= Given problem =
In the listing, change "mud-covered path" to "muddy trail" throughout the part that opens with the line containing "Practice step: locate the concrete post" and closes with the line containing "x=429, y=648". Write out only that part, with nothing else altered.

** START OF Stored rows **

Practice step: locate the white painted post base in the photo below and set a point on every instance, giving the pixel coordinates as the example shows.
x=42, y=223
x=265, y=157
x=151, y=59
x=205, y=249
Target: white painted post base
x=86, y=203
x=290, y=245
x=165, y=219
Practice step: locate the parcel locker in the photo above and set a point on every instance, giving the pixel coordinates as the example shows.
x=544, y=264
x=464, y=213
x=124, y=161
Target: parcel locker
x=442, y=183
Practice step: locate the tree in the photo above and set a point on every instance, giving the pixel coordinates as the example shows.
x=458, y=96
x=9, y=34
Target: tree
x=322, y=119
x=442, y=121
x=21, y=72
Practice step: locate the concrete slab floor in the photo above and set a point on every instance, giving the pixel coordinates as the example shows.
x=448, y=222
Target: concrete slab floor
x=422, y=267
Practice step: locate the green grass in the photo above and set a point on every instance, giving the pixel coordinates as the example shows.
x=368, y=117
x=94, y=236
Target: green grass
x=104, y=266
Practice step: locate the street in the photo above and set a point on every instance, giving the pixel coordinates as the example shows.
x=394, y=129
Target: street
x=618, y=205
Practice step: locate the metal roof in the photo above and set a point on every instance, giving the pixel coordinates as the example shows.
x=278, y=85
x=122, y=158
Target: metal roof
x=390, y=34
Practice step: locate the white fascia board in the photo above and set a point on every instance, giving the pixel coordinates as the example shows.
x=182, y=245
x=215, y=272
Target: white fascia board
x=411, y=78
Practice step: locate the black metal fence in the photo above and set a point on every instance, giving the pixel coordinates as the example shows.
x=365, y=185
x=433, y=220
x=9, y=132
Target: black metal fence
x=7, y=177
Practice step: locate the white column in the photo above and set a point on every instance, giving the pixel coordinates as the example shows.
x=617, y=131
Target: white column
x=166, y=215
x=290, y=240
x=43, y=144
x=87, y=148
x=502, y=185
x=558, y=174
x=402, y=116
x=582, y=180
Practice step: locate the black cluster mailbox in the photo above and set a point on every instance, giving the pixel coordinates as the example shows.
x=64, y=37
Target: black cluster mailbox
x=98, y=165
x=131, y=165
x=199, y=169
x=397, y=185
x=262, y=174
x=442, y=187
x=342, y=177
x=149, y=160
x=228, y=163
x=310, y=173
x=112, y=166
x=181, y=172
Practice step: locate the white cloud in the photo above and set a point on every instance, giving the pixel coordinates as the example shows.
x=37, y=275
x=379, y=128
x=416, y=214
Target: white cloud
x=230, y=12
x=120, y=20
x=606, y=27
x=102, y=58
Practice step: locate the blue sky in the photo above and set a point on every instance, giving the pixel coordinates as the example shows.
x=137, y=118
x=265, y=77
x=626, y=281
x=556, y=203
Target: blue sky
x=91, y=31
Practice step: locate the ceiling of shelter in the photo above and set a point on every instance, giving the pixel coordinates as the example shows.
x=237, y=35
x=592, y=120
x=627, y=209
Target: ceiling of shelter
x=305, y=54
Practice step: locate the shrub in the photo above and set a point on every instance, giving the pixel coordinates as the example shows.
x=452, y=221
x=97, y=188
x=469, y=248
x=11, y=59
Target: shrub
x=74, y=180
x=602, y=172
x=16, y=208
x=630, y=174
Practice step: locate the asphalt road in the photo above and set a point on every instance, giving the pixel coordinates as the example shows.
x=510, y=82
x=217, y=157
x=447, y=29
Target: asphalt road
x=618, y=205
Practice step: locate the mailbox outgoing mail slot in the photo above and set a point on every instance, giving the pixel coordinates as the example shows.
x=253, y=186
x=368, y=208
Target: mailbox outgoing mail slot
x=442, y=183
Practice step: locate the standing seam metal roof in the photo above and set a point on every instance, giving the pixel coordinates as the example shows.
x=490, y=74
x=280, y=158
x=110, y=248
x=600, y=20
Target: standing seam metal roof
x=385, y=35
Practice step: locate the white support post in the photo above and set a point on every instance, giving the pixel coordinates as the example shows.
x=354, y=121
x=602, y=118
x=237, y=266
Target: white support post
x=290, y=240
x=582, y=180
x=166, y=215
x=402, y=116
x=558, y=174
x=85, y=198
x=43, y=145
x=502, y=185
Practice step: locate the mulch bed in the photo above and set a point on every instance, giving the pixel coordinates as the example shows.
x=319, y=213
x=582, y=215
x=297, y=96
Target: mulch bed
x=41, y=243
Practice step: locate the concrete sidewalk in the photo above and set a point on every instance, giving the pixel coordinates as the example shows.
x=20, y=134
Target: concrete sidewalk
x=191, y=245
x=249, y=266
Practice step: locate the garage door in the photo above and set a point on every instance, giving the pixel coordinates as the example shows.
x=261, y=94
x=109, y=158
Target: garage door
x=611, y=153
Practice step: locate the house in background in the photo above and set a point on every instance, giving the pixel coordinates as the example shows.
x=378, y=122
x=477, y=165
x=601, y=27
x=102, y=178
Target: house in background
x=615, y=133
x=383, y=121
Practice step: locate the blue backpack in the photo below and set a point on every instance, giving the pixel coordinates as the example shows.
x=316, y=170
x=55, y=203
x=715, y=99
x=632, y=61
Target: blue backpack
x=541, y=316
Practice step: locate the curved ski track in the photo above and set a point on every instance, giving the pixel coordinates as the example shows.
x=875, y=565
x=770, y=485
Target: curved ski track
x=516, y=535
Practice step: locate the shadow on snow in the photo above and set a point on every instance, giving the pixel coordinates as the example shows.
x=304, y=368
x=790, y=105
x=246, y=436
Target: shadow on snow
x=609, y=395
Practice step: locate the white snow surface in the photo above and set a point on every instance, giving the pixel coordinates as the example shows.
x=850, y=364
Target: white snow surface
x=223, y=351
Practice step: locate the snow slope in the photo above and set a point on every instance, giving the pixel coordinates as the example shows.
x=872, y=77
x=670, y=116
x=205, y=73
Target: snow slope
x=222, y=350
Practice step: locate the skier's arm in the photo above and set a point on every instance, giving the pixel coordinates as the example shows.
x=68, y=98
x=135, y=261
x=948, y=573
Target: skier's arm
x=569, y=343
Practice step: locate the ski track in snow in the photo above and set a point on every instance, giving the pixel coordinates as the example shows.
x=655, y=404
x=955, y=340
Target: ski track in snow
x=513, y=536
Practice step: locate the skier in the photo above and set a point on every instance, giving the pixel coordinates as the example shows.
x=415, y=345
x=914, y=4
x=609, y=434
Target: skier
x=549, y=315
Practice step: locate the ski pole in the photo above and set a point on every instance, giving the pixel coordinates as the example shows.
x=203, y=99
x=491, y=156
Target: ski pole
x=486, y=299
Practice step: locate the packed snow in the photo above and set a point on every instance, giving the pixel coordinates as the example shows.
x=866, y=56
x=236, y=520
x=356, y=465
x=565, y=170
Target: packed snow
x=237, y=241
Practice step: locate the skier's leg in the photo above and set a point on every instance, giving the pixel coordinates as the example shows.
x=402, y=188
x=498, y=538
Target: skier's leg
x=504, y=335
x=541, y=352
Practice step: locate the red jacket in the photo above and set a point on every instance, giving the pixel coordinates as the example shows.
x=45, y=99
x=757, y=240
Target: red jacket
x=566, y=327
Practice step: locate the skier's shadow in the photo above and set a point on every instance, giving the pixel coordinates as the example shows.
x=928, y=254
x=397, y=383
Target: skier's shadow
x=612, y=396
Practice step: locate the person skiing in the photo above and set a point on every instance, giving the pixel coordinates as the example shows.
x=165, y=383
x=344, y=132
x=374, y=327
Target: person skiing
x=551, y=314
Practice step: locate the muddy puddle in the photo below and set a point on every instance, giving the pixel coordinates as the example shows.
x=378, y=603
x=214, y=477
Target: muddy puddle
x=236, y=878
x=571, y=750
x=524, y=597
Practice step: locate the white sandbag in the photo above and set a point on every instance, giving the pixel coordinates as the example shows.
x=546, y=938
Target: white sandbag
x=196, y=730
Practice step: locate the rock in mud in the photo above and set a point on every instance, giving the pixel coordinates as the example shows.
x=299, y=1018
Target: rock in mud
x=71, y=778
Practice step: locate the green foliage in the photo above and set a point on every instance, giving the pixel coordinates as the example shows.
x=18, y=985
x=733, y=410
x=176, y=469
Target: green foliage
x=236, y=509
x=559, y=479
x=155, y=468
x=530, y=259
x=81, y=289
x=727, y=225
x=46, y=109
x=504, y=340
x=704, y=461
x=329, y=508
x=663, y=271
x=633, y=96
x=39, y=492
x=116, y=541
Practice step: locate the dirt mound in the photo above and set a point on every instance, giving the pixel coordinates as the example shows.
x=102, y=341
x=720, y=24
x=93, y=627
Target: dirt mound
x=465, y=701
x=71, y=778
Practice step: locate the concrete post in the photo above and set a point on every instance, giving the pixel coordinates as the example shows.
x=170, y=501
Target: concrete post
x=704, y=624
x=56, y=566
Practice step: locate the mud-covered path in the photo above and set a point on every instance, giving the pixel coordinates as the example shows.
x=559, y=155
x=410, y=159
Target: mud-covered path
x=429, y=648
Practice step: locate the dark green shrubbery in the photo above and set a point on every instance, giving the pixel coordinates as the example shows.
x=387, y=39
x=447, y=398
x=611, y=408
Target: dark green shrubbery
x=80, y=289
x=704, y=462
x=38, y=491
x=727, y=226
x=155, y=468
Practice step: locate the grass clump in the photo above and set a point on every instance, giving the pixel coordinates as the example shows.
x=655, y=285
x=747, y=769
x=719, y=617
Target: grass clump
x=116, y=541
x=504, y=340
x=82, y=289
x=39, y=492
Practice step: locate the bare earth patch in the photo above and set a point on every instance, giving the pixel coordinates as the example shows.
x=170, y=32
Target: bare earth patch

** END OF Stored rows **

= Exercise output =
Practice step: locate the concrete post in the photo above and set a point on every instance, giving the pixel coordinates as the example shows.
x=170, y=501
Target: concrete post
x=704, y=624
x=56, y=566
Practice step: locate the muddy trail in the photo above and set a point on every instance, giving the pixel coordinates as the example shows.
x=559, y=155
x=410, y=159
Target: muddy trail
x=429, y=648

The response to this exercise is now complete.